▶ EXERCISE A:
Answer these questions from the passage on science and religion below, one answer a line, marked like the questions:
(i) What are those who "kept the faith" said to refuse?
(ii) What did the perception presume, according to the sentence that calls it irrational itself?
(iii) What does the passage say it began with?
▶ EXERCISE B:
Retype the passage on science and religion below, word for word, from "All this is" up to and including "the Big Bang.".
▶ EXERCISE C:
The passage on science and religion below contains a sentence beginning "The choice was between". List every pair that sentence says the choice was between.

▶ SOURCE TEXT:
===

There was a time, not so long ago, when science was perceived to be the enemy of religion or, to put the matter the other way round, that religion was perceived to be the enemy of science. The popular perception was that a choice had to be made. Those who “followed the science” must refuse to follow the teachings of faith; those who “kept the faith” must refuse to accept the teachings of science. The choice was between reason and religion, between the rational and the irrational, between science and superstition. Such a perception was always irrational itself because it presumed that physics explained or explained away metaphysics. Nonetheless, the perception persisted and even prevailed in many circles.
All this is now changing. Recent scientific discoveries are forcing scientists to revisit questions of faith and to question their own questioning of it.
It began with the Big Bang.

===

▶ DATASET EXCERPT:
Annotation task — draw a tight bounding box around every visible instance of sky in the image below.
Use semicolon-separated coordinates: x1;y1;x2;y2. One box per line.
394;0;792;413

===

▶ FINAL ANSWER A:
(i) To accept the teachings of science.
(ii) That physics explained or explained away metaphysics.
(iii) The Big Bang.

▶ FINAL ANSWER B:
All this is now changing. Recent scientific discoveries are forcing scientists to revisit questions of faith and to question their own questioning of it.
It began with the Big Bang.

▶ FINAL ANSWER C:
- reason and religion
- the rational and the irrational
- science and superstition